■ **Task details**:
List each line of the items below that contains the word "knife", copying every such line in full. Case counts.

>> Begin Extracted information

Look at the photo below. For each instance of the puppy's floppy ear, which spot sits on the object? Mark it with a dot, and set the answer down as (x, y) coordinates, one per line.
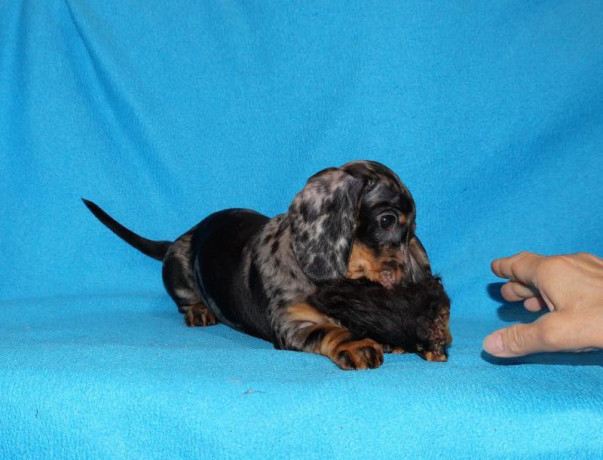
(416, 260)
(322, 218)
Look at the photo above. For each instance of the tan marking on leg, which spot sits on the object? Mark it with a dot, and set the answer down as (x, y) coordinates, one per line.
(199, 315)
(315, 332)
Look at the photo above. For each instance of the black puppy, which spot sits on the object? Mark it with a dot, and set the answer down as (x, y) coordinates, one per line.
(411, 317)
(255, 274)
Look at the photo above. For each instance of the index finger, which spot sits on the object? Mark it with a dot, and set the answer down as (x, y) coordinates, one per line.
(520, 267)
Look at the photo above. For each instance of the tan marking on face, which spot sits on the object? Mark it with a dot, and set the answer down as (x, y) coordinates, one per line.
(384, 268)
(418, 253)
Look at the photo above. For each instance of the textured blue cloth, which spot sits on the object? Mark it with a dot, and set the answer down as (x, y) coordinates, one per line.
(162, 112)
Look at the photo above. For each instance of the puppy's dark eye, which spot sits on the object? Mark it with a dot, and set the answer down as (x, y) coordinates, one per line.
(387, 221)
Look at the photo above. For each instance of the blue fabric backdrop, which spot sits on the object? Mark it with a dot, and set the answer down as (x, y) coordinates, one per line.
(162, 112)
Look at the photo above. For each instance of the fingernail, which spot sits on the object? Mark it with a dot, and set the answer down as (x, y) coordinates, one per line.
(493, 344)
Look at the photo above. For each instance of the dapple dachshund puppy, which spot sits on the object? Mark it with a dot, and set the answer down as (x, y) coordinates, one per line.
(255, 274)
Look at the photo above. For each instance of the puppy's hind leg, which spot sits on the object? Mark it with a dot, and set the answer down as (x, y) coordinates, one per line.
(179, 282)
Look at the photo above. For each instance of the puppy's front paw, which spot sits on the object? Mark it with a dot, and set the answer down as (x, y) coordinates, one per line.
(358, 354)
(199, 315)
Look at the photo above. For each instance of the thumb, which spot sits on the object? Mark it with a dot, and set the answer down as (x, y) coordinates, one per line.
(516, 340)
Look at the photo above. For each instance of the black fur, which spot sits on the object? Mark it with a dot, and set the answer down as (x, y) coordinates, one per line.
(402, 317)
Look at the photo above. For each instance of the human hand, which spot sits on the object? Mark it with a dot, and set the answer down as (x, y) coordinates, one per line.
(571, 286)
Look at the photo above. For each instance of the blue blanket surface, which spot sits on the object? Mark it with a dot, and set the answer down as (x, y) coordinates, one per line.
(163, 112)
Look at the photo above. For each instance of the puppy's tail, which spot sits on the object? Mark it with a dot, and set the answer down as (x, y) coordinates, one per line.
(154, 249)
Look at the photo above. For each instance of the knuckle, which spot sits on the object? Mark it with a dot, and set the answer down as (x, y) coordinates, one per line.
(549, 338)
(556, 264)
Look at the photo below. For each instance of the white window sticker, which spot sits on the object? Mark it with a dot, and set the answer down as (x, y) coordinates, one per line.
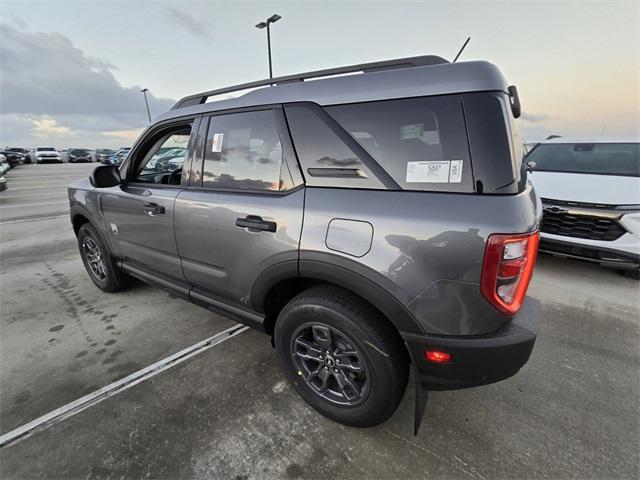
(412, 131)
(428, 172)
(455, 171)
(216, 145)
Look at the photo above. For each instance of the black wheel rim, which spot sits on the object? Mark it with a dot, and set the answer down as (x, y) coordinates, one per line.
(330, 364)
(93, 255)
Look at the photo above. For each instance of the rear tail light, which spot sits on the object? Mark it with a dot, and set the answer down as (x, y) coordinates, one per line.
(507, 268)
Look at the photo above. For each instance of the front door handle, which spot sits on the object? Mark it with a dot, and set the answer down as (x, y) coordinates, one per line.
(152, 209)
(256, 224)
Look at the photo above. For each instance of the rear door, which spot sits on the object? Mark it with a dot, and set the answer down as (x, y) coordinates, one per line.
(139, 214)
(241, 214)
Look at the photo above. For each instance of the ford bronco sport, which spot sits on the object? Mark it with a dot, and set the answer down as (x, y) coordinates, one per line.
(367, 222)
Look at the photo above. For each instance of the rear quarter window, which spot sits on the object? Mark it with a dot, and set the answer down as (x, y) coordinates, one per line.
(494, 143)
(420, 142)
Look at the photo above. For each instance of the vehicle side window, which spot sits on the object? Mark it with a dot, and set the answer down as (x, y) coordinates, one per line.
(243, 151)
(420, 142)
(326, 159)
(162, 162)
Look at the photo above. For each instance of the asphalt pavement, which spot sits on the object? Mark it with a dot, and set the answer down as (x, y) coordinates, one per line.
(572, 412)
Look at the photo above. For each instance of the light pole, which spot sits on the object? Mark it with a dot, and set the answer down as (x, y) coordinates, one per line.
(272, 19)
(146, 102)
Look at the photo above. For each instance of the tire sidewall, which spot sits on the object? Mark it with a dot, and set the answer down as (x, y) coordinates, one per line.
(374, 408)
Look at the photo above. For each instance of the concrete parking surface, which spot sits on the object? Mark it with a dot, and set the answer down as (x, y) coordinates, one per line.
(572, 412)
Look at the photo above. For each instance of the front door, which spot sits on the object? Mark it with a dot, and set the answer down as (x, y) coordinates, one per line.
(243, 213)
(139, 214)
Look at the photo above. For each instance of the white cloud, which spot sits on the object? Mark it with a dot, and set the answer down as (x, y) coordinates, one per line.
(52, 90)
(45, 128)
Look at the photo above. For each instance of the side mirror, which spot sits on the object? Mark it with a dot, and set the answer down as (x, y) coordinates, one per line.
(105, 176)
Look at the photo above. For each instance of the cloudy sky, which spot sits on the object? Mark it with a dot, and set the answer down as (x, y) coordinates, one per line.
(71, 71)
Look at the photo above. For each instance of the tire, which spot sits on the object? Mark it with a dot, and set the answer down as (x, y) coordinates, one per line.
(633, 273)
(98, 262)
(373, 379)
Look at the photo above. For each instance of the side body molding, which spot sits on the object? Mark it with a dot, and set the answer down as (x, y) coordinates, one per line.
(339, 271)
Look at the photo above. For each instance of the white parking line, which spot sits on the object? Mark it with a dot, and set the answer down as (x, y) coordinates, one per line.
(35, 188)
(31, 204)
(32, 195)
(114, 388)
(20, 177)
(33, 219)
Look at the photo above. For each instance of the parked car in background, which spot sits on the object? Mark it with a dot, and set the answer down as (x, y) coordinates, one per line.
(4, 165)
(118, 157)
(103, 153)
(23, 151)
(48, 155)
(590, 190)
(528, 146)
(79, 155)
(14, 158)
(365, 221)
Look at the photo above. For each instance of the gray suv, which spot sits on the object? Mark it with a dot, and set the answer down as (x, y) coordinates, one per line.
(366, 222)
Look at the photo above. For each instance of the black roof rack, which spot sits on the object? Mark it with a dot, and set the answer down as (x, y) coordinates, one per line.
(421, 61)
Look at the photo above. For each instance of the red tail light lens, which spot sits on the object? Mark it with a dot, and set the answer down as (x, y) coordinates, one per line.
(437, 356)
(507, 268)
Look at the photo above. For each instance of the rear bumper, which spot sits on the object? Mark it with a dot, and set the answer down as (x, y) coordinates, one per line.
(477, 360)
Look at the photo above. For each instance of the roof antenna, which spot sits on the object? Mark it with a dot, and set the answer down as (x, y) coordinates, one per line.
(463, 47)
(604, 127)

>> End Extracted information
>> Begin Extracted information

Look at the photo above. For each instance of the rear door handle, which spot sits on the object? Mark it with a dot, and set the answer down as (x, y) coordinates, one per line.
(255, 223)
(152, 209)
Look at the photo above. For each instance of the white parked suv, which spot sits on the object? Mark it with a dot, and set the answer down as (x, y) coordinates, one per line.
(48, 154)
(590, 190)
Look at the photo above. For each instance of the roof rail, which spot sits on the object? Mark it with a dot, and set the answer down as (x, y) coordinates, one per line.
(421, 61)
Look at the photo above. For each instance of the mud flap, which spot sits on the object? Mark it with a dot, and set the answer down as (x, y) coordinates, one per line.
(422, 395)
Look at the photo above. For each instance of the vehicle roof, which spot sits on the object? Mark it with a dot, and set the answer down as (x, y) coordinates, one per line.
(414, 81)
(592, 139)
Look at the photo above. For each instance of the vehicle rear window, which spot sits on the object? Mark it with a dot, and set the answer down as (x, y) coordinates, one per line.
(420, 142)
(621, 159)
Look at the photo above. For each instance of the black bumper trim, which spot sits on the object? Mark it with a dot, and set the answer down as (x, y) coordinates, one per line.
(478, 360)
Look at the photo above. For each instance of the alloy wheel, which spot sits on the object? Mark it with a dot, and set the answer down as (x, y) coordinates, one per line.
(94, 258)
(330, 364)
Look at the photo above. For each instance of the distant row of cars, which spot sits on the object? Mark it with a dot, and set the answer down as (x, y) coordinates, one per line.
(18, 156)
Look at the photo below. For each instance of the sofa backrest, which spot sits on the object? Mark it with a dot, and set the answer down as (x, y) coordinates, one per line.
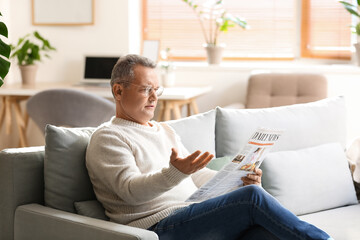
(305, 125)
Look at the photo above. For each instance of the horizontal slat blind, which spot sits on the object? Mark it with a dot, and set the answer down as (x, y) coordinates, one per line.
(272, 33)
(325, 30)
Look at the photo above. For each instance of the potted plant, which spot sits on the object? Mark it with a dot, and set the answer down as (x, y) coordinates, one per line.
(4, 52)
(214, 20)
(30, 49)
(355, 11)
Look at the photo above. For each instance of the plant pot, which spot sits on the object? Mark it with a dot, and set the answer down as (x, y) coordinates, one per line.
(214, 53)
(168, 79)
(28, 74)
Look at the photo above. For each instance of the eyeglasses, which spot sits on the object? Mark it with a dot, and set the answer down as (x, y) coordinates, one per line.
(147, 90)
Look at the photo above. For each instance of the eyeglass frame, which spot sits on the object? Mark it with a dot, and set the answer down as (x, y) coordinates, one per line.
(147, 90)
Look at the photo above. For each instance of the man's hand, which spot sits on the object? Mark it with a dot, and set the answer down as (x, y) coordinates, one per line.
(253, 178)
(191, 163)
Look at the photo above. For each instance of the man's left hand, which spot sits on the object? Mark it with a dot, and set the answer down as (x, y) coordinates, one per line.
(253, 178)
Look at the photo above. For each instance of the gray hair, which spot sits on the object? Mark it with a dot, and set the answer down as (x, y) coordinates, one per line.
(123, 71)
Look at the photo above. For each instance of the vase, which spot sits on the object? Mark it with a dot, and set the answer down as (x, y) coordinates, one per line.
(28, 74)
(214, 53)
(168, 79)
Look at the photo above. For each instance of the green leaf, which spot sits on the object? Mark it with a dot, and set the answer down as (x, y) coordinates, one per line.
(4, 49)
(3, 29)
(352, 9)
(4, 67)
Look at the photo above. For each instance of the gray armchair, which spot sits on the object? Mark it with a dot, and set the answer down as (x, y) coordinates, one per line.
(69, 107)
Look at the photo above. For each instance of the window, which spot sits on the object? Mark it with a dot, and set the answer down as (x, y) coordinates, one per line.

>> End Extracted information
>> Begin Extracted information

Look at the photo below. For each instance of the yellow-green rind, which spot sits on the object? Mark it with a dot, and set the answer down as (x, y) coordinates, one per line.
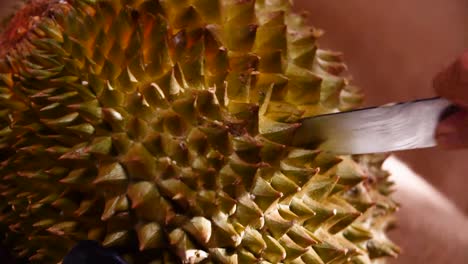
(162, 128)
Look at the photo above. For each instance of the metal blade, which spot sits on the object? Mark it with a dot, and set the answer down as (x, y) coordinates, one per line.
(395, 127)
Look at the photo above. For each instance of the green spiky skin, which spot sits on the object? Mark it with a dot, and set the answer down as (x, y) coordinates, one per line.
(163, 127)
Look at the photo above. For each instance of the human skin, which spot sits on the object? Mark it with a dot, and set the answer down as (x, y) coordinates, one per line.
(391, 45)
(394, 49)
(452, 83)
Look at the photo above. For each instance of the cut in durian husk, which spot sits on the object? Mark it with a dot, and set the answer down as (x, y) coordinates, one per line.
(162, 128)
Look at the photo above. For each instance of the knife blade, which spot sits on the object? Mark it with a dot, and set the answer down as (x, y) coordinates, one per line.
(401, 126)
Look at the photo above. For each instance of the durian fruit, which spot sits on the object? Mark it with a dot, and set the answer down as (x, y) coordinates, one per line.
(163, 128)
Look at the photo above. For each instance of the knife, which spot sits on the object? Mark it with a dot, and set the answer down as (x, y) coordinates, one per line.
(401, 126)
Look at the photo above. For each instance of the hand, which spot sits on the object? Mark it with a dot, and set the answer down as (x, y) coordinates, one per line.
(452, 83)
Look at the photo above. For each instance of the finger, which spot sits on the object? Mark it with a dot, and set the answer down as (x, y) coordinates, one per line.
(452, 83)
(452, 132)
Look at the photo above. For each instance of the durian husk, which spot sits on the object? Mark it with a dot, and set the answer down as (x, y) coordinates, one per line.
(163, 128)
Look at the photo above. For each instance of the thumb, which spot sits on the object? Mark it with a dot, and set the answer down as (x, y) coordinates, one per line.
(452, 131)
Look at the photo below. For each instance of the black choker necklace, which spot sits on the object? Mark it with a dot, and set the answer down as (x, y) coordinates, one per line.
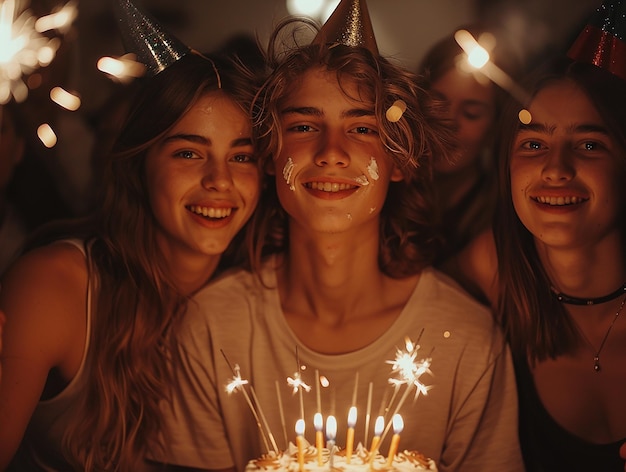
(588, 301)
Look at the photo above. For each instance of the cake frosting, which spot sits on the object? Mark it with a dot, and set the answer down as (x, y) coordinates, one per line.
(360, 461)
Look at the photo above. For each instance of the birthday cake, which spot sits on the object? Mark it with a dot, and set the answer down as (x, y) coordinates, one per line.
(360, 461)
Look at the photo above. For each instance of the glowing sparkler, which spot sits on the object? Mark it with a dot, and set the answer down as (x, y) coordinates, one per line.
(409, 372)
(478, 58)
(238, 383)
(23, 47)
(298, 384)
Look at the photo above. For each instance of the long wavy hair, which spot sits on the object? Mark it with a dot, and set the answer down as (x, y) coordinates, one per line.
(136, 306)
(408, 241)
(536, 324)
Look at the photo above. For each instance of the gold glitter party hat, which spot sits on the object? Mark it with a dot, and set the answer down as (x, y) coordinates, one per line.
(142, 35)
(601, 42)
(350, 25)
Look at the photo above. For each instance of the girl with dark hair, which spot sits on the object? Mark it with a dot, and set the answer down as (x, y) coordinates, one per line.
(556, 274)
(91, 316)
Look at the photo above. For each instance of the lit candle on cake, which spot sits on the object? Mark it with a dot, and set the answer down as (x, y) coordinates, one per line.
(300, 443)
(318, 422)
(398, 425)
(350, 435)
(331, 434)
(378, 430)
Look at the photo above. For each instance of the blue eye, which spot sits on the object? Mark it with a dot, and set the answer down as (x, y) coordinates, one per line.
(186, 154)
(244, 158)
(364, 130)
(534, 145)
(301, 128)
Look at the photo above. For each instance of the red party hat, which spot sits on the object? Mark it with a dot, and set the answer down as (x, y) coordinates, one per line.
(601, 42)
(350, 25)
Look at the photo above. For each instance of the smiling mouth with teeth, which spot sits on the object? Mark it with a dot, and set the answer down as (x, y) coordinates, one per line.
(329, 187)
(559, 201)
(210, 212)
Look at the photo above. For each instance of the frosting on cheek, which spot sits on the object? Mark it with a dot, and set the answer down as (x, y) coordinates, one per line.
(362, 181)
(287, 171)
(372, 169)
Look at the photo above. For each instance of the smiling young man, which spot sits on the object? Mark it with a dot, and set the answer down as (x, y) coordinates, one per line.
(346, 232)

>> End Extracted information

■ **Task output**:
Look at the photo above. For each instance of the knife blade, which spot sits on the object? Mark it with a dot, and set the answer down as (x, y) coordinates, one per line.
Look at the photo above. For each instance of the knife, which spot sits on the object? Mark it with a dot, and set the answer down as (x, y) coordinates, one per line.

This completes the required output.